**Page text**
The government now claims to have located a site on Manus Island for a detention centre for up to 10,000. But for over a year they claimed to have a site near the main township on Manus and nothing came of that.

Besides the obvious problems with under-development (see page 20), PNG is not a place to resettle refugees safely.

Homosexuality is illegal, raising extremely serious questions about how LGBT asylum seekers fleeing persecution could safely live in PNG.

There are doubts that PNG even has any refugee determination process. For almost a year asylum seekers were on Manus Island without any refugee assessments starting.
Political opposition to the PNG deal is also growing. The student protests in early August look to be just the beginning of a more widespread campaign.

The inability to send children or family groups to Manus Island has also been a major blow to Immigration Minister Tony Burke’s insistence that there would be no exemptions for any group of asylum seekers on being sent offshore.

**Data section**
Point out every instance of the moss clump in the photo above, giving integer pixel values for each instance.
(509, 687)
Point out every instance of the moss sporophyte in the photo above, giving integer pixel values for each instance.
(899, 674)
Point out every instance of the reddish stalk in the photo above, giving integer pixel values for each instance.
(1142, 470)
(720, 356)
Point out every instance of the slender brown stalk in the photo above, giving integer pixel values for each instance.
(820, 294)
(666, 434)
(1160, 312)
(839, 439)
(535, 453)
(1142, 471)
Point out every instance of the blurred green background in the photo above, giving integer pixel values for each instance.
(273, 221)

**Task**
In the text about Manus Island, for how many people is the detention centre at the newly located site meant to hold?

**Solution below**
Up to 10,000.